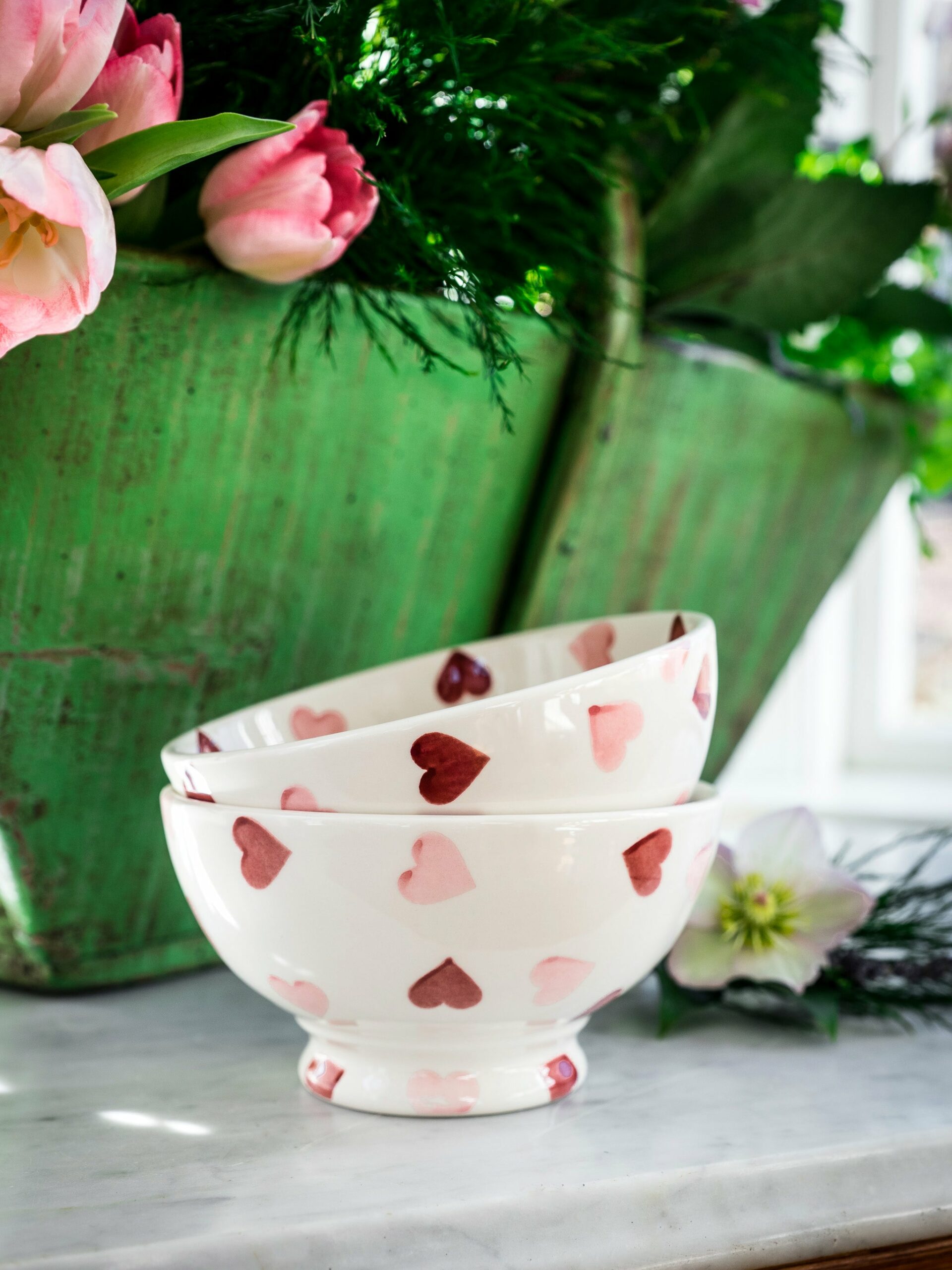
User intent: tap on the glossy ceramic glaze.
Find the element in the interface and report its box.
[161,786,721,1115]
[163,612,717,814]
--------------------------------------------------
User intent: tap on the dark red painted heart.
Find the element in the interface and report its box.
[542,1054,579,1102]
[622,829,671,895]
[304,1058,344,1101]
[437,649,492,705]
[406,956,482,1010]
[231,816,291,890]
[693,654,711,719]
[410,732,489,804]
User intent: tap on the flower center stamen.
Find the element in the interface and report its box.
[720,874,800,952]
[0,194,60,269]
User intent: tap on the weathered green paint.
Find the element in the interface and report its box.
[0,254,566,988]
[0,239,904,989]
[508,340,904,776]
--------------------------------------------------
PROBLEM TO SOLVE >> Repeat the stretch from "User intent: tap on the weathered" through "[508,340,904,776]", changing "weathered green paint" to "chipped green paint" and leaving everything else as it is. Give only those lines.

OUTPUT OF THE TASK >>
User intent: tap on the chipped green paint.
Find the element in the interface and report its box.
[0,254,566,988]
[0,239,904,989]
[508,340,904,776]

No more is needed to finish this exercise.